··· Материал задания

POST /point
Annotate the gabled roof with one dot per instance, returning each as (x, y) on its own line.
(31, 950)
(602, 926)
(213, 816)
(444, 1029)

······

* Описание задания
Укажите, в скольких строках приведенных выше записей встречается слово «line». В ответе приведите только число.

* Ответ ниже
1